WHAT TO WORK ON: Starting with the row that contains "Might I ask you to point at the dark gray" and ending with the row that contains "point(219, 220)", write out every row again, requests included. Raise both coordinates in each answer point by 58, and leave the sample point inside each request as it is.
==== GIVEN INFORMATION
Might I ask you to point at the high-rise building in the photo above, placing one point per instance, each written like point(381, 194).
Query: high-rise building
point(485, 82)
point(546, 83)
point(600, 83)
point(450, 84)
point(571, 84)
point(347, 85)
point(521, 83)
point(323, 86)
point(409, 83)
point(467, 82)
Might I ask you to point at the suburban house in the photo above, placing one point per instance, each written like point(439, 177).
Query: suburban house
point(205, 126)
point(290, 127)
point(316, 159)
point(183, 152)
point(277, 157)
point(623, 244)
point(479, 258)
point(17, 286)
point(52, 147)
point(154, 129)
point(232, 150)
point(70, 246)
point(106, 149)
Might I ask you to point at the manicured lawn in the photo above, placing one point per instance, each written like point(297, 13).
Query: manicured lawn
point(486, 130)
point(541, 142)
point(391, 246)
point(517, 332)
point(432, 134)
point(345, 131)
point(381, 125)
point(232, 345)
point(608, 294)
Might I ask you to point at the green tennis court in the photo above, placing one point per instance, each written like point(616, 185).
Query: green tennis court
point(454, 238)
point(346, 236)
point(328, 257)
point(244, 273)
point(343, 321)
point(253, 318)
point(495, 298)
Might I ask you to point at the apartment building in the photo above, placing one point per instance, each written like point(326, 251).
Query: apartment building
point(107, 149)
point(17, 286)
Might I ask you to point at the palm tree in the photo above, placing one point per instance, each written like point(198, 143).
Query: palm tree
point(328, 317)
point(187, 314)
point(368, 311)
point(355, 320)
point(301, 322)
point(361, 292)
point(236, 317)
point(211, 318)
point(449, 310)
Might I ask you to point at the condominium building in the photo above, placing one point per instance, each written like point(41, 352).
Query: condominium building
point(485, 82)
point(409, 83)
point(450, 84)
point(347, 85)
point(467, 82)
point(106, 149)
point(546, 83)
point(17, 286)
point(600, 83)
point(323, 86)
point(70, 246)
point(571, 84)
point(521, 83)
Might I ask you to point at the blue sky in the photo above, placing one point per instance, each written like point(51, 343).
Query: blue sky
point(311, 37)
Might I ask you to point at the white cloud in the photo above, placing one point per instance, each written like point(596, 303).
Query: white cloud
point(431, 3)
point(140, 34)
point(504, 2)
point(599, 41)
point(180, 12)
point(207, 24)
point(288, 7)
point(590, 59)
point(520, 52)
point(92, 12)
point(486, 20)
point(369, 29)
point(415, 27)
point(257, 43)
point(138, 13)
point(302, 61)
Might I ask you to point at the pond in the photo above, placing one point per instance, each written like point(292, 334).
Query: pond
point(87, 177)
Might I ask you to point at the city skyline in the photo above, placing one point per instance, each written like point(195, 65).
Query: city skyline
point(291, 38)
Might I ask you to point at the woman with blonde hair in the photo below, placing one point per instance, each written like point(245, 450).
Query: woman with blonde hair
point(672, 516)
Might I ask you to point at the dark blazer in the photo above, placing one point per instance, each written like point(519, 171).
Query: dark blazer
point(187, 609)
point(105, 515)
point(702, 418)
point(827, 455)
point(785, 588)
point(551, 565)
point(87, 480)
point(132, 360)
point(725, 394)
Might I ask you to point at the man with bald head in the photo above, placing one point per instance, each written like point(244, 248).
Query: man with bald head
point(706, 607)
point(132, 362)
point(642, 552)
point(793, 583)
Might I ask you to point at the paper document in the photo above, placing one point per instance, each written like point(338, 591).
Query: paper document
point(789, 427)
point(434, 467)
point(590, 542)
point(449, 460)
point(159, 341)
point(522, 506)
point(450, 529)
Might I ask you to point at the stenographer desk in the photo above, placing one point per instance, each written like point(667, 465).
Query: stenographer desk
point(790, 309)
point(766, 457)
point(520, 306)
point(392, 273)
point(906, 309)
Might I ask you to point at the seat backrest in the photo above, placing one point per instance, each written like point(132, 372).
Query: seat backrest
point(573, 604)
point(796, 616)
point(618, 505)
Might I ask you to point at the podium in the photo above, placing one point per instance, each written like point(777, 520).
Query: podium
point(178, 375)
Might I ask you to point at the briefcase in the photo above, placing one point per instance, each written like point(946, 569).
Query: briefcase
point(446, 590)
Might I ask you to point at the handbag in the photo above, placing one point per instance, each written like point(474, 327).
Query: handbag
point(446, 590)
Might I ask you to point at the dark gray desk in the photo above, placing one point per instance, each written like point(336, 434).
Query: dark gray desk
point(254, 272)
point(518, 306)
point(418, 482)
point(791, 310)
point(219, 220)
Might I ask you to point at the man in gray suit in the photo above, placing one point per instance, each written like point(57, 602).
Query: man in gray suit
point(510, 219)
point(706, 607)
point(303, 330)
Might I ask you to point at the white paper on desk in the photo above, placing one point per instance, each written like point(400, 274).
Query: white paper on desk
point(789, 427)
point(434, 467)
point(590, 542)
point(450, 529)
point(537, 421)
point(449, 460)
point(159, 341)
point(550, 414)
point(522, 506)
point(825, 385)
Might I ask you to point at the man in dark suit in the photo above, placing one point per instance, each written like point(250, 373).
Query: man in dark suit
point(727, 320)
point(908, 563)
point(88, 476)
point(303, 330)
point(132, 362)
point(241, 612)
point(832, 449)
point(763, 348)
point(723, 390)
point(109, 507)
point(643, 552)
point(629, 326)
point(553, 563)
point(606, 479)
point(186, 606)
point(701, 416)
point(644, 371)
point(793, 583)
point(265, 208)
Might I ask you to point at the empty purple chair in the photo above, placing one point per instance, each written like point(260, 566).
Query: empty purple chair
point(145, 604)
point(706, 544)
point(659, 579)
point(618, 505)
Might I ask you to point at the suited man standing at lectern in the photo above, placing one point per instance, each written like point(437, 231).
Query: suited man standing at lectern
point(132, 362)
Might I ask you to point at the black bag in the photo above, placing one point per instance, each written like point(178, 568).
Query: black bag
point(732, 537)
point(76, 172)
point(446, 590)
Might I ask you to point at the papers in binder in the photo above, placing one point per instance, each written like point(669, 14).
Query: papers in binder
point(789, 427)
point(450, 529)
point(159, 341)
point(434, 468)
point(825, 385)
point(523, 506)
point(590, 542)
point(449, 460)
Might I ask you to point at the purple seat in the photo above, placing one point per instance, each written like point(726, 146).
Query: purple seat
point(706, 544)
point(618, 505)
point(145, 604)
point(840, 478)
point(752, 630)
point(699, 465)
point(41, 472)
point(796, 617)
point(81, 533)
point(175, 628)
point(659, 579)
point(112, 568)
========
RESULT OF THE TASK:
Might I ask you to point at the dark gray desk in the photo above, placing one point per instance, each written like point(336, 434).
Query: dark gray desk
point(312, 330)
point(576, 364)
point(476, 540)
point(849, 368)
point(277, 278)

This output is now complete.